-- BEGIN --

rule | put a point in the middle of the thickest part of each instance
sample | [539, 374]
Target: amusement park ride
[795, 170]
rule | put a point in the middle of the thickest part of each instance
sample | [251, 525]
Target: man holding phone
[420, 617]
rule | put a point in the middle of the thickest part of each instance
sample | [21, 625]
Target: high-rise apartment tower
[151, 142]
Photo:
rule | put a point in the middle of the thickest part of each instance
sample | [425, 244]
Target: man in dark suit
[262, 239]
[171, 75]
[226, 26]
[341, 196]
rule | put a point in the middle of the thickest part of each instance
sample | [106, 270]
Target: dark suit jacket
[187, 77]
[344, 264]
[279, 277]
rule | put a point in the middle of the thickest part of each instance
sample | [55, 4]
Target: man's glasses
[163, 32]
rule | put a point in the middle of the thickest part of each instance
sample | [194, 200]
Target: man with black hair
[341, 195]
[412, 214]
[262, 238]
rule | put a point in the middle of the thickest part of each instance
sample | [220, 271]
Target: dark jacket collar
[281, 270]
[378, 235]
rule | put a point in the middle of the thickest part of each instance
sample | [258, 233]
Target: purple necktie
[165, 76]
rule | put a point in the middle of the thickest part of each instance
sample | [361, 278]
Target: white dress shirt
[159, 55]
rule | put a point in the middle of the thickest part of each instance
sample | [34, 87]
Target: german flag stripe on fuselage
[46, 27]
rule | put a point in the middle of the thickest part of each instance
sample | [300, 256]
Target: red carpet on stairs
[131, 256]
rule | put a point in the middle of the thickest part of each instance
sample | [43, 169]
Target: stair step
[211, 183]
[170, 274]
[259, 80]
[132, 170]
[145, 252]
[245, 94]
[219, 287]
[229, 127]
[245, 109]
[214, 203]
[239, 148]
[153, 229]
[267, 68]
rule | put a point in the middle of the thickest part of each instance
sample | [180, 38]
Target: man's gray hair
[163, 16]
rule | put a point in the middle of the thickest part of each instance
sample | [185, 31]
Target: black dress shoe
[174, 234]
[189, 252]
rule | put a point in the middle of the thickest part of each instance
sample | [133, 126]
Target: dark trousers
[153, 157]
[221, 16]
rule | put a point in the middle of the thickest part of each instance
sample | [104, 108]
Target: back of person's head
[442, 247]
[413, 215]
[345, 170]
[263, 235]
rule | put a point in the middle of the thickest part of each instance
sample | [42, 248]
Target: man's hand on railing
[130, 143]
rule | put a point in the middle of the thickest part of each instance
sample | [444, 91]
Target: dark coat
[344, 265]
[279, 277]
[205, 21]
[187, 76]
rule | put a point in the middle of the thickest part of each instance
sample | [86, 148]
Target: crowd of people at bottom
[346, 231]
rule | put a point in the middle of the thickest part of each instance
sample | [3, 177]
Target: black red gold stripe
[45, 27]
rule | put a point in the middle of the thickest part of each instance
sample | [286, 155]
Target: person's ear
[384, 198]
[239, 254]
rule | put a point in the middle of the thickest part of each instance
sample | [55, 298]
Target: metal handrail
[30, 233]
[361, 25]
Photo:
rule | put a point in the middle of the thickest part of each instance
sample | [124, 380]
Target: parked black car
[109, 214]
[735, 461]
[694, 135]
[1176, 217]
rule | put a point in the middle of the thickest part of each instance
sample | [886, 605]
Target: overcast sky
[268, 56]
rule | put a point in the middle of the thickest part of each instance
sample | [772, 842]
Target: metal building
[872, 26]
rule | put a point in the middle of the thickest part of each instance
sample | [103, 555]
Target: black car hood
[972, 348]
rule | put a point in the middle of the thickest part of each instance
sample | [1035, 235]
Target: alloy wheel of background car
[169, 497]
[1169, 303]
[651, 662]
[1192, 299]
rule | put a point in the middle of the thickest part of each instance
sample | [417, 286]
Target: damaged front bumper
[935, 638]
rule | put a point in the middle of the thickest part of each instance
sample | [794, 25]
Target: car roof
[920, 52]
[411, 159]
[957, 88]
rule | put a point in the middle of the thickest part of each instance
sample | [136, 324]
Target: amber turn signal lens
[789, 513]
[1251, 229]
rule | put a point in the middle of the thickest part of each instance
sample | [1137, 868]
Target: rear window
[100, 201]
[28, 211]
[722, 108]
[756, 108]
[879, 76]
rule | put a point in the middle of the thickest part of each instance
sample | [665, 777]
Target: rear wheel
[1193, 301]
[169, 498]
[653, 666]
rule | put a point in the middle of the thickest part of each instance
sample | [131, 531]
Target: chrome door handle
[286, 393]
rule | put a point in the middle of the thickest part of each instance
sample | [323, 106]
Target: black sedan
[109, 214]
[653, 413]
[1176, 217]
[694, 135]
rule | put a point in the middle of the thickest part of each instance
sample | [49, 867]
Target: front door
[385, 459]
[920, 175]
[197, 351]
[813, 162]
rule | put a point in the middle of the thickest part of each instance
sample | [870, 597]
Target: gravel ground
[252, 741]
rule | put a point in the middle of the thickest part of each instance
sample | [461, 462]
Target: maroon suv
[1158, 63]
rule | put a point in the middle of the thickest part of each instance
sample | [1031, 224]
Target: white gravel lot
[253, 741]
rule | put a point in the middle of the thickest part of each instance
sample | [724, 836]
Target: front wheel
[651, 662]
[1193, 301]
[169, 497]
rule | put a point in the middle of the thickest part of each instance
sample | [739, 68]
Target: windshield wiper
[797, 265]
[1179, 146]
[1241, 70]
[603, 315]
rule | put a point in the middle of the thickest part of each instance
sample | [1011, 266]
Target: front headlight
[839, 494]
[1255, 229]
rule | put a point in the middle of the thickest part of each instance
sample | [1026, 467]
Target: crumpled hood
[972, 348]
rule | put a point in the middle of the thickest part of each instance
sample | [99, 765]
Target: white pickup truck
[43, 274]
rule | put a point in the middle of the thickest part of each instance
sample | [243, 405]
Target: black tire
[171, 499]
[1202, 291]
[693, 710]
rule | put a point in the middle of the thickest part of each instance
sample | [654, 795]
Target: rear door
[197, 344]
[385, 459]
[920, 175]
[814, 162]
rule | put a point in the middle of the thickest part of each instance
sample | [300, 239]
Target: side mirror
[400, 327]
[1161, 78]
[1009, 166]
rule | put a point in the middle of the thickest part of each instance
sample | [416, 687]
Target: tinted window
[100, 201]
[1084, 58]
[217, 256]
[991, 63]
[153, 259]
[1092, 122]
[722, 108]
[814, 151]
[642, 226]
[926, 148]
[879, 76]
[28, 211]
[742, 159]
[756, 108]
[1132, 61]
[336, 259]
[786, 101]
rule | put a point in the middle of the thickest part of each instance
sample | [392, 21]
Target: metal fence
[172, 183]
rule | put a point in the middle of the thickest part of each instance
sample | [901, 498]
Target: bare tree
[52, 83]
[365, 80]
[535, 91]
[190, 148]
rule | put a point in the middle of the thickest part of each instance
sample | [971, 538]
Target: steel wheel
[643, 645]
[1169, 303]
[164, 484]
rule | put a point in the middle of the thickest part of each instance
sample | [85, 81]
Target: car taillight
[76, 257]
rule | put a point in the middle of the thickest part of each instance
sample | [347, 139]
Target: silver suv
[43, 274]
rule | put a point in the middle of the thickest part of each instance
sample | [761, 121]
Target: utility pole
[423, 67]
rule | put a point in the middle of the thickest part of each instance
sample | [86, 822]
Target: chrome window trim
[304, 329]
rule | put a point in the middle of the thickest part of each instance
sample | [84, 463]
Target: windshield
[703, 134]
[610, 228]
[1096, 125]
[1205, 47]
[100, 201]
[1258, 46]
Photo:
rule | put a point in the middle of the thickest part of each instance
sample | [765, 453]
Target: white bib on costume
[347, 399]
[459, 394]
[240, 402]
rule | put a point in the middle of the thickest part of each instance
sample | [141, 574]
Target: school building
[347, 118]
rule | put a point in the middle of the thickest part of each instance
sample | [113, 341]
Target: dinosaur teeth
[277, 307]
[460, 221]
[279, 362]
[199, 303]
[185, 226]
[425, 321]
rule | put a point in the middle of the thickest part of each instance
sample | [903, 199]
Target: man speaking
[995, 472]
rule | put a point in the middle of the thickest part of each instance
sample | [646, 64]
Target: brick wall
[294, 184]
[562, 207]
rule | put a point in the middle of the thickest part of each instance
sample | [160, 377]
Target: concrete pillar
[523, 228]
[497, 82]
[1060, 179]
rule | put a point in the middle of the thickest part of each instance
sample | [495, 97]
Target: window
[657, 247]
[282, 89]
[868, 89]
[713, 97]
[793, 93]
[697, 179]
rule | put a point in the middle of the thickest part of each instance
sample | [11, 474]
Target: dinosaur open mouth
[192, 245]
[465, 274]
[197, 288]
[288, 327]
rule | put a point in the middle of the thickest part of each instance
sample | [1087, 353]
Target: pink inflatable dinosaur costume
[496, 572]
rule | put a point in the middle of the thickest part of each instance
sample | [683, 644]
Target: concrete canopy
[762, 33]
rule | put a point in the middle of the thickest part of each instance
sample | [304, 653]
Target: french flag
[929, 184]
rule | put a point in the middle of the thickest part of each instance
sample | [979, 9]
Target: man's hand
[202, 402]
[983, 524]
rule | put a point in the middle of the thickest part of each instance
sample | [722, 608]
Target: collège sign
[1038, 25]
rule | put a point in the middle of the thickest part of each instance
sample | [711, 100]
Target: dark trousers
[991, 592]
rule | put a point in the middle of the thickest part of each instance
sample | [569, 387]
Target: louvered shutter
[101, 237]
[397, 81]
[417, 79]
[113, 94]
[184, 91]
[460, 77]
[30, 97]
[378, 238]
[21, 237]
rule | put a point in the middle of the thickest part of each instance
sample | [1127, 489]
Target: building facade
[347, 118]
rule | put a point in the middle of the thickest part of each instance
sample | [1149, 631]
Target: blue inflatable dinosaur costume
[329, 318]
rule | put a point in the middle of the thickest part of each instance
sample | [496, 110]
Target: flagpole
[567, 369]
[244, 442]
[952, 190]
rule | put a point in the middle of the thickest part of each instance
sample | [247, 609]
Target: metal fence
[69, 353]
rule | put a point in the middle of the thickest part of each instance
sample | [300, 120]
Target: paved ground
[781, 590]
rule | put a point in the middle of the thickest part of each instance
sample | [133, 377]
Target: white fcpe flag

-- END --

- _Aim_:
How many lines in the items above contain the word "building"? Reply with the number alone.

- _The output_:
3